## INSTRUCTION A:
Please rewrite the Charlie Wilson’s War review between "Hanks is Charlie" and "they ever did.", inclusive, changing "congressman" to "representative".

## BEGIN PASSAGE SHOWN

Saturday, April 26, 2008

Charlie Wilson’s War: Grade A

A
Charlie Wilson’s War (2007)
Tom Hanks, Philip Seymour Hoffman, Julia Roberts, Amy Adams, Ned Beatty. Director Mike Nichols.

Hanks is Charlie Wilson, a real Texas congressman in the 1980’s who sat on several important committees and was able to surreptitiously get funding to supply weapons to Muhadjadeen in Afghanistan who were fighting off the Russian invasion of 1980. Hoffman is a CIA analyst whose goal is to “kill Russians” and he facilitates Wilson’s scheme. Roberts is a wealthy, Christian, anti-communist Texas socialite (and sometimes dalliance for Wilson), who throws fund-raisers so Wilson can get re-elected and carry out the plan. The plan was enormously expensive but the Russians withdrew from Afghanistan in 1988. As the movie ends, Wilson cannot get funding to rebuild the country. Hoffman reports that the victorious, well-armed Afghan chieftains are moving to Kabul to take over the government, but nobody in congress cares about Afghanistan any more, if they ever did.

The movie is more enjoyable if you know recent history in the Middle East. That also lets you in on many of the wicked jokes. But even if you don’t know history, this movie could almost be called a comedy because the script is so consistently clever and witty. Hanks delivers his best acting in a complex, nuanced role. Hoffman is fantastic and I wanted to seem more of him, but it wasn’t his story. Roberts was cute and funny in her Texas bouffant wig.

It’s a funny and serious story at the same time. If there is a message, it does not try to hit you over the head like Lions for Lambs did but presents a subtle anti-war conclusion, because despite the enormous cost and effort, what was really achieved? If the Russians had prevailed in Afghanistan, it would have been for only 10 years until the empire broke up anyway. Did the war drain their treasury and contribute to the break-up? Maybe so. Maybe we should take a lesson from that in our own time.

Tuesday, April 15, 2008

Lions for Lambs: Grade D

D
Lions for Lambs (2007)
Robert Redford, Meryl Streep, Tom Cruise. Director Robert Redford.

## END PASSAGE SHOWN
## BEGIN RECORDED DATA

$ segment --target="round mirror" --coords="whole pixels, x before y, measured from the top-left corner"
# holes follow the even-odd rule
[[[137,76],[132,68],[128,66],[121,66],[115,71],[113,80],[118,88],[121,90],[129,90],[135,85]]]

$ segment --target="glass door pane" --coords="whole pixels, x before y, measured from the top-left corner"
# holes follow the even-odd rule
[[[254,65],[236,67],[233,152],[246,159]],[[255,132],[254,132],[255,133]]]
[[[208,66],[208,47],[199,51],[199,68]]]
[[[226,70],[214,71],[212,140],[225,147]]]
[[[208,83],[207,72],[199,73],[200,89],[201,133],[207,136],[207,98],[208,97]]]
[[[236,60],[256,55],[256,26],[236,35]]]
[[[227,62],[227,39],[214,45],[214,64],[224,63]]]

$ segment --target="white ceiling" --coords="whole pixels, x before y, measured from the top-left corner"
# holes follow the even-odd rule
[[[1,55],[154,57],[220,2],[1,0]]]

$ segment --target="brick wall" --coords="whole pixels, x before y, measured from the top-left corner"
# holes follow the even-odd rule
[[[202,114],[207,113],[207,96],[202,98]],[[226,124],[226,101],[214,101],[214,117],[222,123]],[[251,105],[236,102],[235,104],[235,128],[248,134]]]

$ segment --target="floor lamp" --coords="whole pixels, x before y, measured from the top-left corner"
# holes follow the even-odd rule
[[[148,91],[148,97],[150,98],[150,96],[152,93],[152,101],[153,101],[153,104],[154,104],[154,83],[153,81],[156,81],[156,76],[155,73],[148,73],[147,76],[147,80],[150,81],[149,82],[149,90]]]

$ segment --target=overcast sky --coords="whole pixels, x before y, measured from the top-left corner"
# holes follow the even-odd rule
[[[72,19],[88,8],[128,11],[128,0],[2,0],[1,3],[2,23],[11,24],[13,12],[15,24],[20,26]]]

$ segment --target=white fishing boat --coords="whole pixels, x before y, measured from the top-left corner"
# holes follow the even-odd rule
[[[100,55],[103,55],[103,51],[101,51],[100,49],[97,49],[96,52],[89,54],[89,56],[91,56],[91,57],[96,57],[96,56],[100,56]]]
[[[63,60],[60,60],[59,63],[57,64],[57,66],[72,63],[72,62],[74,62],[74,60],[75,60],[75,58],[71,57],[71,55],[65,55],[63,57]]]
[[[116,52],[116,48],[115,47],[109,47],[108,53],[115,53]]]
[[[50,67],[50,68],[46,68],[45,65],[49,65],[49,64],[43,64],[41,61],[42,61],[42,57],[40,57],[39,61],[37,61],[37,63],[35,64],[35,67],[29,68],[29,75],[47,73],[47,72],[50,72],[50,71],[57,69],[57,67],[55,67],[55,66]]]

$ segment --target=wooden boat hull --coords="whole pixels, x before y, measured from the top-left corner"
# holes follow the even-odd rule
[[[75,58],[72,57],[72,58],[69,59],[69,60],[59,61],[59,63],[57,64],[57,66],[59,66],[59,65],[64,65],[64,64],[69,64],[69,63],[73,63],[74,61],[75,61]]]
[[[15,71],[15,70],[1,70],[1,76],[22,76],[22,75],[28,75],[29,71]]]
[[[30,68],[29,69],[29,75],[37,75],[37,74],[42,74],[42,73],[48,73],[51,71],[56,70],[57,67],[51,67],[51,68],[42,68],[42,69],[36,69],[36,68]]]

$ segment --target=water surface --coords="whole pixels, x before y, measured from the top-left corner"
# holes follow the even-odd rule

## END RECORDED DATA

## INSTRUCTION B:
Identify each line of the listing that contains the string "white" and copy those lines out.

## FULL RESPONSE A:
Hanks is Charlie Wilson, a real Texas representative in the 1980’s who sat on several important committees and was able to surreptitiously get funding to supply weapons to Muhadjadeen in Afghanistan who were fighting off the Russian invasion of 1980. Hoffman is a CIA analyst whose goal is to “kill Russians” and he facilitates Wilson’s scheme. Roberts is a wealthy, Christian, anti-communist Texas socialite (and sometimes dalliance for Wilson), who throws fund-raisers so Wilson can get re-elected and carry out the plan. The plan was enormously expensive but the Russians withdrew from Afghanistan in 1988. As the movie ends, Wilson cannot get funding to rebuild the country. Hoffman reports that the victorious, well-armed Afghan chieftains are moving to Kabul to take over the government, but nobody in congress cares about Afghanistan any more, if they ever did.

## FULL RESPONSE B:
$ segment --target="white ceiling" --coords="whole pixels, x before y, measured from the top-left corner"
$ segment --target=white fishing boat --coords="whole pixels, x before y, measured from the top-left corner"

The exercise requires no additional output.